**Task directions**. Copy the material below line for line, leaving every character unchanged.

— START Supplied material —

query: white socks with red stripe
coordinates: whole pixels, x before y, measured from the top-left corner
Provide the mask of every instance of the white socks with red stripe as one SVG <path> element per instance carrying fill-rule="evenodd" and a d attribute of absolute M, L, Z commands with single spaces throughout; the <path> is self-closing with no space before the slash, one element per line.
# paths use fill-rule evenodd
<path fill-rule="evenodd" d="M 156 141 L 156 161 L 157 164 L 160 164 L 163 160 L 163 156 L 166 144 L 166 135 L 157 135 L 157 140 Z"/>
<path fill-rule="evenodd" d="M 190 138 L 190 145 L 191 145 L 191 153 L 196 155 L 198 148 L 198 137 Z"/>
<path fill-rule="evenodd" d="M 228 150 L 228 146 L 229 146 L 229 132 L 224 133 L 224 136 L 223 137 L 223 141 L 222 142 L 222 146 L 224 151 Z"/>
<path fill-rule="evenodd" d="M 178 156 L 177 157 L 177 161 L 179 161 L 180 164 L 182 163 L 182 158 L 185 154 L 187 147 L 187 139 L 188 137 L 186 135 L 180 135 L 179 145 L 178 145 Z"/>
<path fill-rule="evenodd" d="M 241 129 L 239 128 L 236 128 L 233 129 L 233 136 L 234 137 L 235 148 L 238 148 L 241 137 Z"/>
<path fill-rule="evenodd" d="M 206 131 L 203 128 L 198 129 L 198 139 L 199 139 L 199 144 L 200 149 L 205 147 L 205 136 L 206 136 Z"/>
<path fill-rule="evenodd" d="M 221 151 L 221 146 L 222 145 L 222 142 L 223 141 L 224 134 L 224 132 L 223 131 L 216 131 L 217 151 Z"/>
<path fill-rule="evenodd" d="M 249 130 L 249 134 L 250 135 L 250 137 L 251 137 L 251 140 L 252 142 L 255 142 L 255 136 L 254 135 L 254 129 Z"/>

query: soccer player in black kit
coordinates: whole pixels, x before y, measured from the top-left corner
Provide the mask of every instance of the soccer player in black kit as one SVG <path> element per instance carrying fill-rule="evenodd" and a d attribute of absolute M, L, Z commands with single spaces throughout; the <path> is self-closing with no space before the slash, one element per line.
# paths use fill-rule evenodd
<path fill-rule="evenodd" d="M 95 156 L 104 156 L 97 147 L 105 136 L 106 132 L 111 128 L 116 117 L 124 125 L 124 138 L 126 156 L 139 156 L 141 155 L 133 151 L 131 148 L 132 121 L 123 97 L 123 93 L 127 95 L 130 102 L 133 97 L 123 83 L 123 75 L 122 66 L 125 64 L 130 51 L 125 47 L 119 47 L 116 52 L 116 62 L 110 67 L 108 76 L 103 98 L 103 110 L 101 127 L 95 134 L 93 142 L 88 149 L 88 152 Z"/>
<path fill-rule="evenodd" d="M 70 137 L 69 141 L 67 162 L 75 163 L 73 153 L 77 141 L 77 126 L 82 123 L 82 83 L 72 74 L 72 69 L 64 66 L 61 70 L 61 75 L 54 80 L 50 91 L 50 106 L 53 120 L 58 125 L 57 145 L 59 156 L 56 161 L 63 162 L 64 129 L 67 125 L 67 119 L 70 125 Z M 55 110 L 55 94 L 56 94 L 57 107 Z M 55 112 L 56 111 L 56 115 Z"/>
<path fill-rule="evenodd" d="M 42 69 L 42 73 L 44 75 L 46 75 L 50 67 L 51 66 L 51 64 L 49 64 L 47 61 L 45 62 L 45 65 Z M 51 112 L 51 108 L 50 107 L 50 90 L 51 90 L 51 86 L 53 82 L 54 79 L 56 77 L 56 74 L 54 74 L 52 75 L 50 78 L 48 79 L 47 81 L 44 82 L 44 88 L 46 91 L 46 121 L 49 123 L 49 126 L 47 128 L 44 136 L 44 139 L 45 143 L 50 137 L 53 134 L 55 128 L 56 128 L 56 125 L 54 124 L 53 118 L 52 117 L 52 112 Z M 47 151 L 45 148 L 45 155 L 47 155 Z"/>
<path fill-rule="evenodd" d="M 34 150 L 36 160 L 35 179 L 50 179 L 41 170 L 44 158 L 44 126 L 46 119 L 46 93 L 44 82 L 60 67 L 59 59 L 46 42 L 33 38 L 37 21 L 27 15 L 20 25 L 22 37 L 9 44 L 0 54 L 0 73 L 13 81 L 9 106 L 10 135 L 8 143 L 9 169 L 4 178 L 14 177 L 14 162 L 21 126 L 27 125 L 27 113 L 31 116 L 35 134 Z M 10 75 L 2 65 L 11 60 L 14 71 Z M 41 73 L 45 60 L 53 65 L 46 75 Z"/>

— END Supplied material —

**Written answer**.
query: white socks with red stripe
coordinates: whole pixels, x before y, measured from the top-left corner
Provide the mask of every instance of the white socks with red stripe as one SVG <path> element per instance carrying fill-rule="evenodd" and a d attribute of absolute M, L, Z commands with single spaces throughout; the <path> is self-closing with no space before the slash, one element per line.
# paths use fill-rule evenodd
<path fill-rule="evenodd" d="M 156 141 L 156 161 L 157 164 L 160 164 L 163 160 L 163 156 L 166 144 L 166 135 L 157 135 L 157 140 Z"/>
<path fill-rule="evenodd" d="M 190 138 L 190 145 L 191 145 L 191 153 L 196 155 L 198 148 L 198 137 Z"/>
<path fill-rule="evenodd" d="M 228 150 L 228 146 L 229 146 L 229 132 L 224 133 L 224 136 L 223 137 L 223 141 L 222 142 L 222 146 L 224 151 Z"/>
<path fill-rule="evenodd" d="M 178 156 L 177 157 L 177 161 L 179 161 L 180 164 L 182 163 L 182 158 L 185 154 L 187 147 L 187 139 L 188 137 L 186 135 L 180 135 L 179 145 L 178 145 Z"/>
<path fill-rule="evenodd" d="M 241 129 L 239 128 L 236 128 L 233 129 L 233 136 L 234 137 L 235 148 L 238 148 L 241 137 Z"/>
<path fill-rule="evenodd" d="M 206 131 L 203 128 L 198 129 L 198 139 L 199 139 L 199 144 L 200 149 L 205 147 L 205 136 L 206 136 Z"/>
<path fill-rule="evenodd" d="M 221 151 L 221 146 L 222 145 L 222 142 L 223 141 L 224 134 L 224 132 L 223 131 L 216 131 L 217 151 Z"/>
<path fill-rule="evenodd" d="M 249 130 L 249 134 L 250 135 L 250 137 L 251 137 L 251 140 L 252 142 L 255 142 L 255 136 L 254 135 L 254 129 Z"/>

query: soccer player in black kit
coordinates: whole pixels, x before y, measured from the top-left corner
Provide the mask of every instance of the soccer player in black kit as one SVG <path> element per instance carrying fill-rule="evenodd" and a d attribute of absolute M, L, Z commands with single spaces throughout; the <path> is self-closing with no space before the slash, one element per line.
# paths use fill-rule evenodd
<path fill-rule="evenodd" d="M 95 156 L 104 156 L 97 147 L 105 136 L 106 132 L 111 128 L 116 117 L 124 125 L 124 138 L 126 156 L 139 156 L 141 155 L 133 151 L 131 148 L 132 121 L 123 97 L 123 93 L 127 95 L 130 102 L 133 97 L 123 83 L 123 75 L 122 66 L 125 64 L 130 51 L 125 47 L 119 47 L 116 52 L 116 62 L 110 67 L 108 76 L 103 98 L 103 110 L 101 127 L 95 134 L 93 142 L 88 149 L 88 152 Z"/>
<path fill-rule="evenodd" d="M 70 137 L 69 141 L 67 162 L 75 163 L 73 153 L 77 141 L 77 126 L 82 123 L 82 83 L 72 74 L 72 69 L 64 66 L 61 70 L 61 75 L 54 80 L 50 91 L 50 106 L 53 120 L 58 125 L 57 145 L 59 156 L 56 161 L 63 162 L 64 129 L 67 125 L 67 119 L 70 125 Z M 55 110 L 55 94 L 56 94 L 57 107 Z M 55 112 L 56 111 L 56 115 Z"/>
<path fill-rule="evenodd" d="M 42 69 L 42 73 L 44 75 L 46 75 L 50 67 L 51 66 L 51 64 L 49 64 L 47 61 L 45 62 L 45 65 Z M 51 112 L 51 108 L 50 107 L 50 90 L 51 90 L 51 86 L 53 82 L 54 79 L 56 77 L 56 74 L 54 74 L 52 75 L 50 78 L 48 79 L 47 81 L 44 82 L 44 88 L 46 91 L 46 121 L 49 123 L 49 126 L 47 128 L 44 136 L 44 139 L 45 143 L 50 137 L 53 134 L 55 128 L 56 128 L 56 125 L 54 124 L 53 118 L 52 117 L 52 112 Z M 47 151 L 45 148 L 45 155 L 47 155 Z"/>
<path fill-rule="evenodd" d="M 34 150 L 36 160 L 35 179 L 50 179 L 41 170 L 44 158 L 44 126 L 46 119 L 46 93 L 44 82 L 60 67 L 59 59 L 46 42 L 33 38 L 37 21 L 27 15 L 20 25 L 22 37 L 9 44 L 0 54 L 0 73 L 13 81 L 9 106 L 10 135 L 8 143 L 9 169 L 4 178 L 14 177 L 14 162 L 21 126 L 27 125 L 27 113 L 31 116 L 35 134 Z M 10 75 L 2 65 L 11 60 L 14 71 Z M 41 73 L 45 60 L 53 65 L 46 75 Z"/>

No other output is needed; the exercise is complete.